V) The Positions of the Parties – Paras. [64] – [76]
A – The Plaintiffs’ Position – Paras. [64] – [68]
[64] It is submitted on behalf of the plaintiffs that they sought and were granted insurance coverage by the defendant for the six pieces of jewellery, and that they provided to the defendant all the requested information as to the jewellery and its appraised value prior to coverage being granted to them.
[65] They further assert that the jewellery was stolen and that they are entitled to coverage under the insurance contract for the jewellery’s insured value. They also seek reimbursement of premium monies paid to the defendant after the loss occurred.
[66] Although it has been asserted by the defendant that in order to have their claim acknowledged and paid, they must first prove that they owned the insured jewellery, the plaintiffs submit that there is no requirement in the insurance contract that they establish ownership, having already done so at the time the insurance coverage was granted to them by the defendant.
[67] Furthermore, it is the plaintiffs’ position that their ownership and insurable interest in the jewellery was proven to the defendant at the outset of the insurance contract. And this was acknowledged by the defendant when it admitted that there was no evidence that the plaintiffs made any material misrepresentations in their application for insurance coverage.

+ + + + +

### What is asked
In the excerpt on the plaintiffs' position, how many pieces of jewelry did the plaintiffs obtain insurance coverage for from the defendant? Rely only on the excerpt above.

[Image point annotation entries]
+ + + + +

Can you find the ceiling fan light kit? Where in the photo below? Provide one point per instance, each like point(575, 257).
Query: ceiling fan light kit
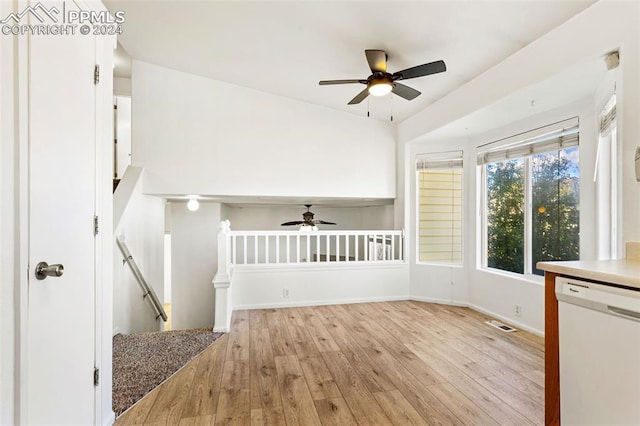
point(380, 87)
point(380, 82)
point(308, 223)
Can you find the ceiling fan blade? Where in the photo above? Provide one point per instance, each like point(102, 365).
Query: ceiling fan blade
point(328, 82)
point(323, 222)
point(406, 92)
point(359, 97)
point(377, 60)
point(420, 70)
point(295, 222)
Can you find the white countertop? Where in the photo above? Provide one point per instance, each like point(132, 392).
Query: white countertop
point(624, 272)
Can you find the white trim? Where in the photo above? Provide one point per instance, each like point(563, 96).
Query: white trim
point(109, 419)
point(439, 301)
point(492, 314)
point(323, 303)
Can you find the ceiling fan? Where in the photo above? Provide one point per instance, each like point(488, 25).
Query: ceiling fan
point(380, 82)
point(307, 220)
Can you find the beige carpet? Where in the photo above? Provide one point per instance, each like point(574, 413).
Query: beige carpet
point(143, 361)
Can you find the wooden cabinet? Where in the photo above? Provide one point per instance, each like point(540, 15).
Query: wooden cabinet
point(551, 352)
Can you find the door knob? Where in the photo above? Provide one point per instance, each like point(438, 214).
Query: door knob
point(44, 270)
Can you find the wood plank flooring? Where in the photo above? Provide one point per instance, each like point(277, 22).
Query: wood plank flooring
point(388, 363)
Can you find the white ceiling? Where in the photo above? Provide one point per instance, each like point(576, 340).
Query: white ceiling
point(285, 48)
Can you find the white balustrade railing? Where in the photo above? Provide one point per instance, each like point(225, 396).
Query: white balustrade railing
point(292, 248)
point(319, 247)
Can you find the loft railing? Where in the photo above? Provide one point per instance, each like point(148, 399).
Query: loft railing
point(317, 247)
point(147, 290)
point(296, 249)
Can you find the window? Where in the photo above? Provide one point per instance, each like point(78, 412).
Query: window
point(439, 178)
point(531, 187)
point(606, 184)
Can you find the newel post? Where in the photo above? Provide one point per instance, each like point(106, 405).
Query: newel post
point(222, 280)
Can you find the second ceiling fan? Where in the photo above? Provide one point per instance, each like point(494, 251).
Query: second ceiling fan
point(380, 82)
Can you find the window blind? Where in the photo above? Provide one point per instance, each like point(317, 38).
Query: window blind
point(549, 138)
point(440, 207)
point(608, 117)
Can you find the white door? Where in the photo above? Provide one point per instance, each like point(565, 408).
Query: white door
point(62, 172)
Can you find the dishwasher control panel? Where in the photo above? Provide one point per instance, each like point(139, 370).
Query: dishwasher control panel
point(610, 299)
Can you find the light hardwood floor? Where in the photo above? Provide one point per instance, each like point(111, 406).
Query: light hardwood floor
point(383, 363)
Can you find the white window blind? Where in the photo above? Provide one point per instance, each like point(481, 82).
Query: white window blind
point(440, 207)
point(549, 138)
point(608, 117)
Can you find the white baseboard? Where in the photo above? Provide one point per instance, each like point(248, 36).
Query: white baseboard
point(321, 302)
point(508, 320)
point(502, 318)
point(439, 301)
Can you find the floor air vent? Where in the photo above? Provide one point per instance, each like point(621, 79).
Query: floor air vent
point(501, 326)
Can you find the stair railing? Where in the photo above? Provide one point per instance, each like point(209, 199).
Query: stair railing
point(146, 288)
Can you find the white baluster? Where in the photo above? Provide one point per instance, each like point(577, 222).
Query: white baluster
point(288, 249)
point(393, 247)
point(244, 248)
point(346, 250)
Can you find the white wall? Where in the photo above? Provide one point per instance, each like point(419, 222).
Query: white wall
point(10, 255)
point(239, 141)
point(307, 285)
point(194, 254)
point(123, 133)
point(604, 27)
point(141, 224)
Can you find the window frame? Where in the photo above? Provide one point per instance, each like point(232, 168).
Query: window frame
point(445, 157)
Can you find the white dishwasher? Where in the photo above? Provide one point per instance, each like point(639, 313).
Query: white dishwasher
point(599, 332)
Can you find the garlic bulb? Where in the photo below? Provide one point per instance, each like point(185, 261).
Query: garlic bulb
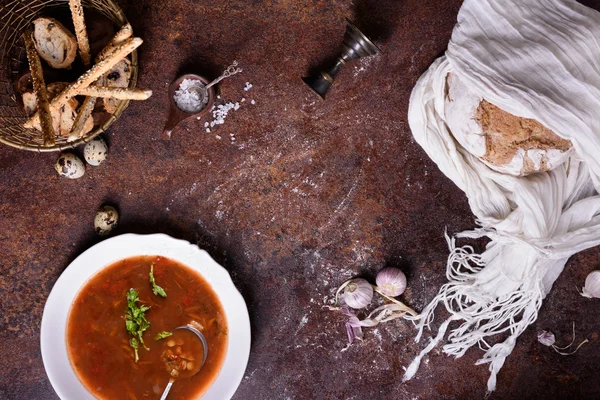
point(391, 281)
point(358, 293)
point(546, 338)
point(592, 285)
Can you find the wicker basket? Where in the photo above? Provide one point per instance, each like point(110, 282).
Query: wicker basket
point(15, 16)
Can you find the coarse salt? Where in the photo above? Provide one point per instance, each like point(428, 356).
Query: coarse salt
point(188, 100)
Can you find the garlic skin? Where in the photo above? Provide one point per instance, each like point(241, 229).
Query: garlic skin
point(358, 293)
point(391, 281)
point(592, 285)
point(546, 338)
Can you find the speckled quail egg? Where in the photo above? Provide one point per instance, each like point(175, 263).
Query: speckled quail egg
point(106, 220)
point(69, 166)
point(95, 152)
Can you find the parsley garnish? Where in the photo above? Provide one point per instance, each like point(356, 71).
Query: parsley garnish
point(135, 321)
point(162, 335)
point(157, 290)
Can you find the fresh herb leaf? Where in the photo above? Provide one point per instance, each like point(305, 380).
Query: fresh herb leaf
point(135, 321)
point(157, 290)
point(162, 335)
point(134, 345)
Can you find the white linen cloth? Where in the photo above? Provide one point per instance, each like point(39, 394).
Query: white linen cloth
point(536, 59)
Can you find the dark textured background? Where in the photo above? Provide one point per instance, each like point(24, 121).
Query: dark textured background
point(308, 194)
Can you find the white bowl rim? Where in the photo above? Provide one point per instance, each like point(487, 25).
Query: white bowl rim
point(90, 262)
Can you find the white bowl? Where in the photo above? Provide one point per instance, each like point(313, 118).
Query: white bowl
point(54, 321)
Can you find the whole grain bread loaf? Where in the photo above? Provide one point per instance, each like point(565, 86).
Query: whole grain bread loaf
point(505, 142)
point(54, 43)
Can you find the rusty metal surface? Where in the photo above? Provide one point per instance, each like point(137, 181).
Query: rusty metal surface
point(291, 194)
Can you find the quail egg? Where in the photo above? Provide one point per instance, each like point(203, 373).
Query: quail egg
point(95, 152)
point(106, 220)
point(69, 166)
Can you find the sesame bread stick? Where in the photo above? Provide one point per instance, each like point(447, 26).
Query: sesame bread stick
point(80, 31)
point(39, 87)
point(123, 34)
point(116, 92)
point(91, 75)
point(82, 116)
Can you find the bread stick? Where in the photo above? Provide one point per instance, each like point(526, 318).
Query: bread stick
point(123, 34)
point(80, 31)
point(116, 92)
point(91, 75)
point(88, 105)
point(39, 87)
point(82, 116)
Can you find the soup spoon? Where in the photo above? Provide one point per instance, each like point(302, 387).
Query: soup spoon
point(197, 369)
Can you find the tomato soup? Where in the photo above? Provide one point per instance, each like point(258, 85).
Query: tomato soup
point(121, 311)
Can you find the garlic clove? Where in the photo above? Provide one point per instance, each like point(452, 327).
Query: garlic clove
point(591, 288)
point(358, 293)
point(391, 281)
point(546, 338)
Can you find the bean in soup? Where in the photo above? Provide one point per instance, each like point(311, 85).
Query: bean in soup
point(108, 325)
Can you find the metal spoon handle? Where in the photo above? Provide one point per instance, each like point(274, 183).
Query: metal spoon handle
point(231, 70)
point(167, 389)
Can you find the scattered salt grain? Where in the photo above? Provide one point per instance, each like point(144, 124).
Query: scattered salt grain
point(188, 100)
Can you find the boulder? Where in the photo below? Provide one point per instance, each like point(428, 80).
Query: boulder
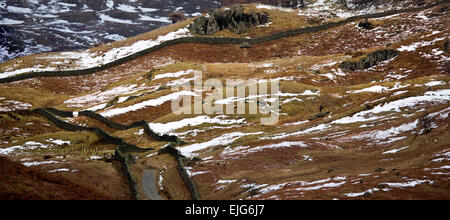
point(370, 60)
point(236, 18)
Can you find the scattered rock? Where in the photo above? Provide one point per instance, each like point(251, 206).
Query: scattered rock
point(365, 25)
point(370, 60)
point(379, 170)
point(447, 46)
point(10, 44)
point(236, 18)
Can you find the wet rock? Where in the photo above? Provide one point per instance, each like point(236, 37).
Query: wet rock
point(236, 18)
point(370, 60)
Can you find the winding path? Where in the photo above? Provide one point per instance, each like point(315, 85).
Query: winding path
point(149, 185)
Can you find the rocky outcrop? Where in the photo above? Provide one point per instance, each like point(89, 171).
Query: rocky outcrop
point(446, 46)
point(366, 25)
point(10, 44)
point(370, 60)
point(236, 18)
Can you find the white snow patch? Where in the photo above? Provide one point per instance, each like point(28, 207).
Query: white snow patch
point(225, 139)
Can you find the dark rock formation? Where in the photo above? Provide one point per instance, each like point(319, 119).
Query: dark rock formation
point(446, 46)
point(370, 60)
point(236, 19)
point(365, 24)
point(10, 44)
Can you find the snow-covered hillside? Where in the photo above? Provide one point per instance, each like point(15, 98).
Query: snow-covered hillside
point(64, 25)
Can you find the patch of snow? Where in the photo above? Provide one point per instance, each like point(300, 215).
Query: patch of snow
point(175, 75)
point(226, 139)
point(172, 126)
point(440, 97)
point(149, 103)
point(395, 150)
point(31, 164)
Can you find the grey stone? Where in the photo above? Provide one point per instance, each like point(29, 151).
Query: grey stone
point(235, 18)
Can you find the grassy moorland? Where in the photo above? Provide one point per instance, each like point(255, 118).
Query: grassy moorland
point(376, 133)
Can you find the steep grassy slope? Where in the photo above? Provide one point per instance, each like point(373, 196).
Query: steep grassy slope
point(376, 133)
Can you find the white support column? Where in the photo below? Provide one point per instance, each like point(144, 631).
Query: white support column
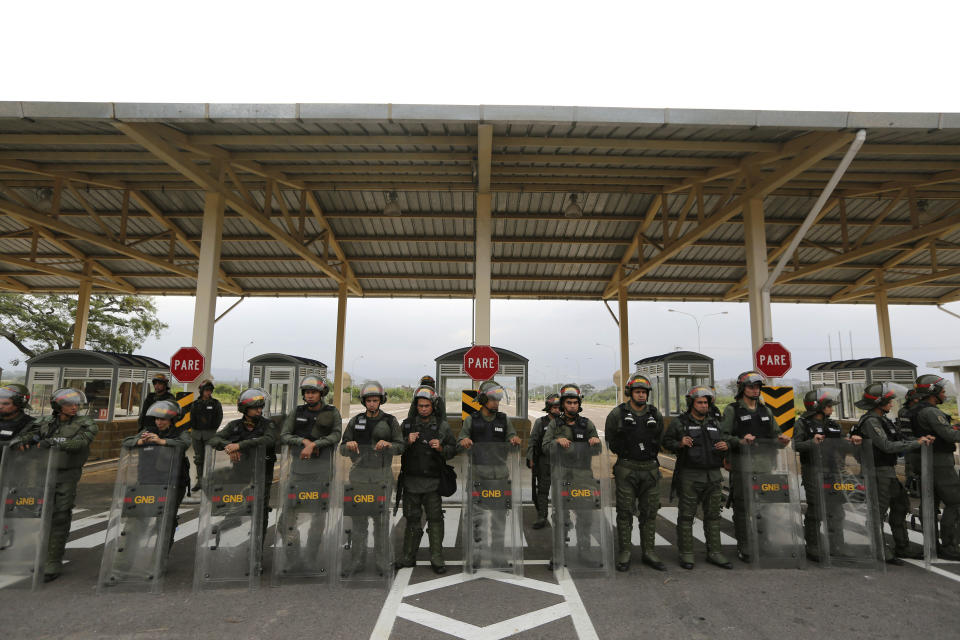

+ + + + +

### Solved problem
Six pieces.